**Problem statement**
Find each line in the data below that contains the string "window" and copy it out in full; case counts.

========================

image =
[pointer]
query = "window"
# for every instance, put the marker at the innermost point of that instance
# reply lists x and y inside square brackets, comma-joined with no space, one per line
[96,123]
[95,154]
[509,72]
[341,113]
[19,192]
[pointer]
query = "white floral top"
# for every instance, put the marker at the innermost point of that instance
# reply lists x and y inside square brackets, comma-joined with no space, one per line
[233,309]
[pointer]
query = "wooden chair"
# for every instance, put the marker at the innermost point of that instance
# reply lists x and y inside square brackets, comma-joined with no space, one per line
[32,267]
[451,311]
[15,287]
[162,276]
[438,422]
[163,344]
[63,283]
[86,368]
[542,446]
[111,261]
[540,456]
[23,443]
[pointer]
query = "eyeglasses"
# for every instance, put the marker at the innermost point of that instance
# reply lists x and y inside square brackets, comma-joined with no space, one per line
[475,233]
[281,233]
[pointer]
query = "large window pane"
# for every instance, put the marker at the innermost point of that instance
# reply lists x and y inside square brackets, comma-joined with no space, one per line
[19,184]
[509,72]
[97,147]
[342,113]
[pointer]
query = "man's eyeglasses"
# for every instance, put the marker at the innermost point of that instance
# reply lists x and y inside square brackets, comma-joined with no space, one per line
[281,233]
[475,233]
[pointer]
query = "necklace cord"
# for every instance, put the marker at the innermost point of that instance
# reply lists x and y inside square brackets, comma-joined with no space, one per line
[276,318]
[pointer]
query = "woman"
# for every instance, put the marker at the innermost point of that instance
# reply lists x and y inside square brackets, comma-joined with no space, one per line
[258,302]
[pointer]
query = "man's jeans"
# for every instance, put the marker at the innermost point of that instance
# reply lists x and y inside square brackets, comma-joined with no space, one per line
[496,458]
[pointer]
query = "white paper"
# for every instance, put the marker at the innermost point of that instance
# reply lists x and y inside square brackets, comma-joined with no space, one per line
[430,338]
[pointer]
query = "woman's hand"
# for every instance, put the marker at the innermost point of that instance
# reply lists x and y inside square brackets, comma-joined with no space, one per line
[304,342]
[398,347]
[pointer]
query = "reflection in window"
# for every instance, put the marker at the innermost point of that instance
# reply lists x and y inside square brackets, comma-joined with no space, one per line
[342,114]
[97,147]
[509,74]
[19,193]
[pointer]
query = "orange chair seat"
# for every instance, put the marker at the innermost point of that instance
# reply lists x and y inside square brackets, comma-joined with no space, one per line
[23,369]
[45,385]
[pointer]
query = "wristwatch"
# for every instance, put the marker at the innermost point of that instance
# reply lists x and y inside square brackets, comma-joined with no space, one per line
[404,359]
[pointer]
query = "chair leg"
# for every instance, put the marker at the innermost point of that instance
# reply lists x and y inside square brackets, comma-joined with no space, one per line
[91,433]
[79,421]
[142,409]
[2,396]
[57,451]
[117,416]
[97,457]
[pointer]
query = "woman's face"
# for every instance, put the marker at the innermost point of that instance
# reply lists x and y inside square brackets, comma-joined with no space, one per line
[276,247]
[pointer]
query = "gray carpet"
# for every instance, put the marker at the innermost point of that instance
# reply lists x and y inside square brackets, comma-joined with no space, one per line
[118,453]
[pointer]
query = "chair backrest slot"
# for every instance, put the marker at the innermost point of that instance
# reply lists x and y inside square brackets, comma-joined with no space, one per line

========================

**Solution below**
query = "window"
query = "large window pane"
query = "reflection in window"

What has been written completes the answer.